## Start Records for the exercise
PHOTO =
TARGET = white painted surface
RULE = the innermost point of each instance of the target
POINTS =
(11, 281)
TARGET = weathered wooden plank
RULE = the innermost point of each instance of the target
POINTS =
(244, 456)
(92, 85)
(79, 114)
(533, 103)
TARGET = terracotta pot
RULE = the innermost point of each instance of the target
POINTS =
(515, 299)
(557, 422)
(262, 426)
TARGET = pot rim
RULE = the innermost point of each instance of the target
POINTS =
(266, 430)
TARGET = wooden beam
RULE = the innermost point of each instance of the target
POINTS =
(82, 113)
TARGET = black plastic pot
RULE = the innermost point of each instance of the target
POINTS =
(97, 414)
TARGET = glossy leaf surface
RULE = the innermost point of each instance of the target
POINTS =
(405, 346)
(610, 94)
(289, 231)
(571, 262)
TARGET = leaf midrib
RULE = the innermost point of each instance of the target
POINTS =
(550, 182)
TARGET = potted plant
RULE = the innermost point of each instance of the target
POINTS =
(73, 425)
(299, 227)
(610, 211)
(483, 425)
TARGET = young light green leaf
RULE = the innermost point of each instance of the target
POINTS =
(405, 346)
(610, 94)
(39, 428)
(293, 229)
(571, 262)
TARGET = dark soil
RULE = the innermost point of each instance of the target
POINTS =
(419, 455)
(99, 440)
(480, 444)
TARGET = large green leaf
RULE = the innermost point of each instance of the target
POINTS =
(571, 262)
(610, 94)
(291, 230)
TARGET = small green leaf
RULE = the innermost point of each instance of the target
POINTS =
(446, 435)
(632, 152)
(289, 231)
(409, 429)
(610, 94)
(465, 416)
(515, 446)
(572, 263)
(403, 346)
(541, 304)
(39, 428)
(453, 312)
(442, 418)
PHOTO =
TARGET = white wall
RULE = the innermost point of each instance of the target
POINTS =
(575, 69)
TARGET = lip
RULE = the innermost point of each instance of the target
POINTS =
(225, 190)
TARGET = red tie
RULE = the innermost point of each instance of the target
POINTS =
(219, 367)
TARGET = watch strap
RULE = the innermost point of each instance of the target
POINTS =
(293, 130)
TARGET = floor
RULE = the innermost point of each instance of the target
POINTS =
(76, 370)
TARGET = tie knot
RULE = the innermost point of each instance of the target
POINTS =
## End Records for the exercise
Task to complete:
Render as a numbered list every line of the material, starting at the line that contains "TARGET = potted plant" and ending at the last line of the material, omitting blank lines.

Task result:
1. TARGET = potted plant
2. RULE = the innermost point of each instance of the target
3. POINTS =
4. (73, 425)
5. (299, 227)
6. (610, 211)
7. (483, 425)
8. TARGET = young light green leaf
9. RULE = the innermost point of each instance of the target
10. POINTS =
11. (405, 346)
12. (610, 94)
13. (39, 428)
14. (293, 229)
15. (571, 262)
16. TARGET = dark soil
17. RULE = the innermost point of each instance of the target
18. POINTS =
19. (419, 455)
20. (99, 440)
21. (480, 444)
22. TARGET = large green leaf
23. RULE = the innermost point of each instance of the target
24. POINTS =
25. (571, 262)
26. (610, 94)
27. (291, 230)
28. TARGET = small green leaf
29. RULE = the innermost point of each instance of the target
30. POINTS =
31. (446, 435)
32. (632, 152)
33. (289, 231)
34. (409, 429)
35. (610, 94)
36. (465, 416)
37. (515, 446)
38. (572, 263)
39. (403, 346)
40. (541, 304)
41. (39, 428)
42. (453, 312)
43. (442, 418)
44. PHOTO =
45. TARGET = white wall
46. RULE = the innermost point of each instance of the target
47. POINTS =
48. (575, 69)
49. TARGET = lip
50. RULE = the innermost point of each instance of the target
51. POINTS =
52. (225, 190)
53. TARGET = red tie
54. RULE = the innermost point of each instance of the target
55. POINTS =
56. (219, 367)
57. TARGET = watch strap
58. RULE = the innermost point of each instance of the target
59. POINTS =
60. (293, 130)
61. TARGET = floor
62. RULE = the innermost point of each instance of the target
63. POINTS =
64. (76, 370)
65. TARGET = tie knot
66. RULE = the innermost point of each instance of the target
67. POINTS =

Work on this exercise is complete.